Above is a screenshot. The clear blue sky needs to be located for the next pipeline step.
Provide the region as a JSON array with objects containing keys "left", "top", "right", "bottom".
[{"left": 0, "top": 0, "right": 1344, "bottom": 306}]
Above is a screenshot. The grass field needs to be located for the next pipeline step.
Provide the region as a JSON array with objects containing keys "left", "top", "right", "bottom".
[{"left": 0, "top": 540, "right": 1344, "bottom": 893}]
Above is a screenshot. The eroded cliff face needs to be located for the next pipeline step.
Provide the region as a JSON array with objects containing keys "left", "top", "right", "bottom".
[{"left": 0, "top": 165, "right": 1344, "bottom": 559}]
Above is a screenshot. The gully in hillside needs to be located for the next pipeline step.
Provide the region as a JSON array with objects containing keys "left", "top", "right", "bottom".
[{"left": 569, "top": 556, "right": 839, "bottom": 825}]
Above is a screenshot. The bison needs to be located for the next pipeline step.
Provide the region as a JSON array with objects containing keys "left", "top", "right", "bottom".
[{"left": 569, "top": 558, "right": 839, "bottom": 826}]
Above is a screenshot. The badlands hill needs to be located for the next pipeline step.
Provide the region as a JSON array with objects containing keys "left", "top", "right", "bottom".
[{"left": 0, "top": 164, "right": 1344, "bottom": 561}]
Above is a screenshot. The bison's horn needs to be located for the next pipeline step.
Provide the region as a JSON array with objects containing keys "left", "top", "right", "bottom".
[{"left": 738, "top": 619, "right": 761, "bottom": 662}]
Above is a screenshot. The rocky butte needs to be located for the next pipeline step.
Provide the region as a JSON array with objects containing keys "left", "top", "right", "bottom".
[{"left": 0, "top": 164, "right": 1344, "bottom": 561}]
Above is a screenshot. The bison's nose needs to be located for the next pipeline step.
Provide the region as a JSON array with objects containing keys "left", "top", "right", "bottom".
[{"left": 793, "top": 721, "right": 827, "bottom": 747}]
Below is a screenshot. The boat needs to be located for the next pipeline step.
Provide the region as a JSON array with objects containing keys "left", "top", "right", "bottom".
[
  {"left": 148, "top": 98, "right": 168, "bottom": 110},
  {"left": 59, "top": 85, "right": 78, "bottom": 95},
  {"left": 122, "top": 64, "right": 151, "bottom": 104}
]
□ □ □
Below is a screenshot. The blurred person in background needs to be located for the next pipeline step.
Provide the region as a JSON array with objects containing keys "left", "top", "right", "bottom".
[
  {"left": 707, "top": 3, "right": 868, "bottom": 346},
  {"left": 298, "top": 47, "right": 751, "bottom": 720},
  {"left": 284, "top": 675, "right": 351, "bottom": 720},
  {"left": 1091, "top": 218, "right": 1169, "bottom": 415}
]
□ □ □
Which rows hold the string "Above" with matching case (capitalization counts)? Pull out every such row and copy it whole.

WRITTEN ANSWER:
Above is a screenshot. The clear blue sky needs to be located for the next pipeline step.
Above is a screenshot. The grass field needs to be located for the next pipeline step.
Above is a screenshot. The eroded cliff face needs to be located for the next pipeline step.
Above is a screenshot. The gully in hillside needs to be located for the next pipeline step.
Above is a screenshot. The bison needs to be located for the next pipeline step.
Above is a screenshot. The badlands hill needs to be located for the next pipeline step.
Above is a screenshot. The bison's horn needs to be located for the next pipeline step.
Above is a screenshot. The rocky butte needs to be located for the next pipeline step.
Above is a screenshot. The bison's nose needs to be located for the next pipeline step.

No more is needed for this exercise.